**Artikel**
»»

Rabu 12 Dec 2018 17:44 WIB

OJK Peringatkan Risiko Fintech Lending Ilegal

Fintech ilegal berisiko menyebabkan penyalahgunaan data peminjam dana.

Rep: Adinda Pryanka/ Red: Friska Yolanda
Ilustrasi Fintech ( Financial Technology)
Foto: Republika/Mardiah
Ilustrasi Fintech ( Financial Technology)

REPUBLIKA.CO.ID, JAKARTA -- Ketua Satgas Waspada Investasi (SWI) Tongam Lumban Tobing meminta masyarakat untuk tidak berurusan dengan perusahaan financial technology (fintech) peer to peer (P2P) lending yang tidak terdaftar di Otoritas Jasa Keuangan (OJK) atau ilegal. Sebab, mereka berisiko menyebabkan penyalahgunaan data ponsel dari peminjam dana. 

Tongam mengatakan, risiko tersebut bukan sekadar dugaan. Pihak SWI sudah mendapatkan laporan dari masyarakat tentang aliran data ponsel dari peminjam dana ke perusahaan ilegal. "Data tersebut kemudian disalahgunakan," ujarnya dalam konferensi pers di Kantor OJK, Jakarta, Rabu (12/12). 

Tapi, Tongam mengakui, pihaknya belum mendalami metode yang dilakukan fintech ilegal untuk mendapatkan data peminjam dana. Ia berencana melakukan kajian lebih dalam bersama Kementerian Komunikasi dan Informatika (Kemenkominfo). 

Tongam mengatakan, dampak dari penyalahgunaan data tidak hanya dirasakan si peminjam dana. Keluarga, sahabat dan tetangga dari pengguna bahkan dikontak oleh pihak perusahaan. Padahal, nasabah tidak pernah merasa memasukkan kontak orang lain ketika meminjam dana.

Hal inilah yang sering kali membuat masyarakat resah ketika sudah terlanjur berurusan dengan fintech ilegal. "Oleh karena itu, kami imbau masyarakat untuk memahami dan memastikan apakah perusahaan yang dituju benar terdaftar di OJK atau tidak. Kalau tidak, berarti mereka ilegal," ucap Tongam. 

Tongam mengatakan, pihaknya sudah menghentikan kegiatan 404 penyelenggara P2P lending ilegal. Sebagian besar di antaranya berasal dari Cina, tapi tidak sedikit juga pelakunya dari Thailand, Malaysia dan bahkan Indonesia. Untuk perusahaan Cina pun, memiliki perwakilan di Indonesia yang membuka rekeningnya di sini.

««

**Tugas Pengerjaan**
- 1) Tentukan apakah setiap pernyataan berikut sesuai dengan artikel tentang fintech lending ilegal, lalu jawab ya atau tidak disertai kutipan persis dari artikel yang menjadi dasarnya: (a) SWI sudah menghentikan kegiatan 404 penyelenggara P2P lending ilegal; (b) SWI sudah mendalami metode yang dipakai fintech ilegal untuk mendapatkan data peminjam dana; (c) semua penyelenggara P2P lending ilegal yang dihentikan berasal dari Cina.
- 2) Lanjutkan artikel tentang fintech lending ilegal mulai dari kalimat terakhirnya.

**Daftar Data**
»»

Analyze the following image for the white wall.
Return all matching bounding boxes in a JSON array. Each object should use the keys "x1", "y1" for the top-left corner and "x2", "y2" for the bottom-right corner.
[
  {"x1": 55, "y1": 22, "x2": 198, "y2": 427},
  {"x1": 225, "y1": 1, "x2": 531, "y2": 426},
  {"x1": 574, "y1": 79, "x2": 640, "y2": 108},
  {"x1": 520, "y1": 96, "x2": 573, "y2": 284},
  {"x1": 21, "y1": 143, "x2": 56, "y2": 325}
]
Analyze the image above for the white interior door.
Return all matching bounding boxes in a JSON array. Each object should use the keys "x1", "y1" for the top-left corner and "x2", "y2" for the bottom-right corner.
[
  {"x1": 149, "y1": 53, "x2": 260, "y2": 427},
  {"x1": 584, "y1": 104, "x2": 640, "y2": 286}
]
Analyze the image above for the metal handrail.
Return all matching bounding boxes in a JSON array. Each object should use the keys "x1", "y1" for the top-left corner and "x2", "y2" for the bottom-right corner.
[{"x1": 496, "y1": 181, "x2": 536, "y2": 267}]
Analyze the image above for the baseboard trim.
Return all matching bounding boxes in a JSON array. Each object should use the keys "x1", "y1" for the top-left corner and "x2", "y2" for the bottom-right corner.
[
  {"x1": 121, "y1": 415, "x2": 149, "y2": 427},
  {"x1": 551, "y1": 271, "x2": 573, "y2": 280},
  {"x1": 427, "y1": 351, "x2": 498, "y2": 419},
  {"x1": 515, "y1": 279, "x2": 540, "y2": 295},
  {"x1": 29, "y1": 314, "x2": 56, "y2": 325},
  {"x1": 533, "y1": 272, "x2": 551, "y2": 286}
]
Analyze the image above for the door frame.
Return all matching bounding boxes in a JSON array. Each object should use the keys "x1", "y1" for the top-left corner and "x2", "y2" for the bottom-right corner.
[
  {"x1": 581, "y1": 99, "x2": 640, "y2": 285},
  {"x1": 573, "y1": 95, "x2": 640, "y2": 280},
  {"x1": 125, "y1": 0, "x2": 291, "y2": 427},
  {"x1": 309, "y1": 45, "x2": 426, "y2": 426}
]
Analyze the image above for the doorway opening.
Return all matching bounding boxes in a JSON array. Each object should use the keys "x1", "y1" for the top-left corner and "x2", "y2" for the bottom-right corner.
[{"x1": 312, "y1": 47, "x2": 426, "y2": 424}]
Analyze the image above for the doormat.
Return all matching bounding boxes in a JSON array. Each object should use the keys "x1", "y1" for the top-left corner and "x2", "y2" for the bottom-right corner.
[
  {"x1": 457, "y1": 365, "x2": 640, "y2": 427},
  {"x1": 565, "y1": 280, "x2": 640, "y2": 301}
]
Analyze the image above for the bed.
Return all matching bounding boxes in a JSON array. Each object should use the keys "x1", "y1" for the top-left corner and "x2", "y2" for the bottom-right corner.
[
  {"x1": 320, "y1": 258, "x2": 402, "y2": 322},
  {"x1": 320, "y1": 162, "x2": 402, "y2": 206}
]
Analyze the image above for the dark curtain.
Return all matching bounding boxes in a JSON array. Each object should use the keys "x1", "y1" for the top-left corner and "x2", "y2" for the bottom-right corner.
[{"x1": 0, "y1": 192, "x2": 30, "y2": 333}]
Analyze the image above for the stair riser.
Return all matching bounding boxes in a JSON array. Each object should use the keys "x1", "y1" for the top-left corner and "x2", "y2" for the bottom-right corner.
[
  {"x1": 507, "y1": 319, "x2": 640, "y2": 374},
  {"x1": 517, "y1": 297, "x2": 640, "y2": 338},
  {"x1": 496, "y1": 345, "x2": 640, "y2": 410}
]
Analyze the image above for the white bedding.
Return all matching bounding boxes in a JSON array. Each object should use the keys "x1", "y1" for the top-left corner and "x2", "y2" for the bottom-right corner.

««

**Jawaban yang Diharapkan**
- 1)
(a) Ya: "pihaknya sudah menghentikan kegiatan 404 penyelenggara P2P lending ilegal"
(b) Tidak: "pihaknya belum mendalami metode yang dilakukan fintech ilegal untuk mendapatkan data peminjam dana"
(c) Tidak: "Sebagian besar di antaranya berasal dari Cina, tapi tidak sedikit juga pelakunya dari Thailand, Malaysia dan bahkan Indonesia"

- 2)
Tongam memastikan, OJK telah melakukan tindakan tegas terhadap fintech ilegal. Selain menghentikan kegiatan operasional, OJK juga memutuskan akses keuangan P2P ilegal di perbankan dan sistem pembayaran, bekerja sama dengan Bank Indonesia. 

Bersama Kementerian Komunikasi dan Informatika (Kemenkominfo), OJK juga mengajukan blokir situs dan aplikasi penyelenggara fintech P2P ilegal. Selain itu, OJK turut menyampaikan laporan informasi kepada Bareskrim Polri untuk proses penegakan hukum. 

Tongam menuturkan, masyarakat harus memahami bahwa P2P lending merupakan perjanjian pendanaan yang akan menimbulkan kewajiban di kemudian hari. Kewajiban itu adalah untuk pengembalian pokok dan bunga utang secara tepat waktu sesuai dengan kesepakatan antara kedua belah pihak. "Ini harus dipahami masyarakat," ucapnya.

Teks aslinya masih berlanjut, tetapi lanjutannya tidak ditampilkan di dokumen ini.